** READING PASSAGE **
____________________
So I dropped it from the content database and immediately it became corruption free. So I ran CHECKDB on model and it was fine, ran a SELECT * FROM Numbers and it returned from model. Try it in another Sharepoint database and I got the exact same error. I ran a reindex of the other Sharepoint database on the development server and it failed once again on the Numbers table, and once again, dropping this table from the database cleared the issue, so it is related to this oversized Numbers table that I created in model.
At this point I decided to create a connect feedback for the issue and solicit other members of the community for verification that this is in fact a problem inside of SQL Server 2008. The details are available on the following link:
I have been able to repro this on Windows Server 2008 R2 x64 and Windows Server 2008 x64with SQL Server 2008 x64 SP1 and SP1 + various CU's installed, as well as on Windows Server 2008 x86 with SQL Server 2008 SP1 x86 installed. However, I couldn't repro it SQL Server 2005 on any platform.
Here is the entire repro script from the Connect Feedback (Be forewarned, this will break your SQL Instance until you drop the Numbers table from Model):
ALTER DATABASE model SET RECOVERY FULL
-- Suppress data loading messages
SET NOCOUNT ON
-- Create Sample Data using a Table Varable
SELECT TOP 2147483647 IDENTITY(INT,0,1) AS N
FROM sysobjects a, sysobjects b, sysobjects c, sysobjects d, sysobjects e
-- Create a Primary Key and Clustered Index to control data order
ALTER TABLE dbo.Numbers ADD CONSTRAINT
PK_Numbers PRIMARY KEY CLUSTERED (N)
ALTER DATABASE [model] SET RECOVERY SIMPLE
DBCC SHRINKFILE (N'modellog' , 0, TRUNCATEONLY)
DBCC SHRINKFILE (N'modeldev' , 6144)
____________________
** RAW DATA **
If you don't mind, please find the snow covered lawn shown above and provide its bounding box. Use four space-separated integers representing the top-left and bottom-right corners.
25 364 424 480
____________________
** WHAT YOU WILL DO **
1: In the text about the Numbers table, on which version of SQL Server could the problem not be reproduced?
2: List every Windows Server platform on which the text about the Numbers table says the problem was reproduced.
3: Print the part of the text about the Numbers table between "Here is the" and "(N'modeldev' , 6144)", inclusive.

** ANSWERS BELOW **
1: SQL Server 2005, on any platform.

2:
Windows Server 2008 R2 x64
Windows Server 2008 x64
Windows Server 2008 x86

3:
Here is the entire repro script from the Connect Feedback (Be forewarned, this will break your SQL Instance until you drop the Numbers table from Model):
ALTER DATABASE model SET RECOVERY FULL
-- Suppress data loading messages
SET NOCOUNT ON
-- Create Sample Data using a Table Varable
SELECT TOP 2147483647 IDENTITY(INT,0,1) AS N
FROM sysobjects a, sysobjects b, sysobjects c, sysobjects d, sysobjects e
-- Create a Primary Key and Clustered Index to control data order
ALTER TABLE dbo.Numbers ADD CONSTRAINT
PK_Numbers PRIMARY KEY CLUSTERED (N)
ALTER DATABASE [model] SET RECOVERY SIMPLE
DBCC SHRINKFILE (N'modellog' , 0, TRUNCATEONLY)
DBCC SHRINKFILE (N'modeldev' , 6144)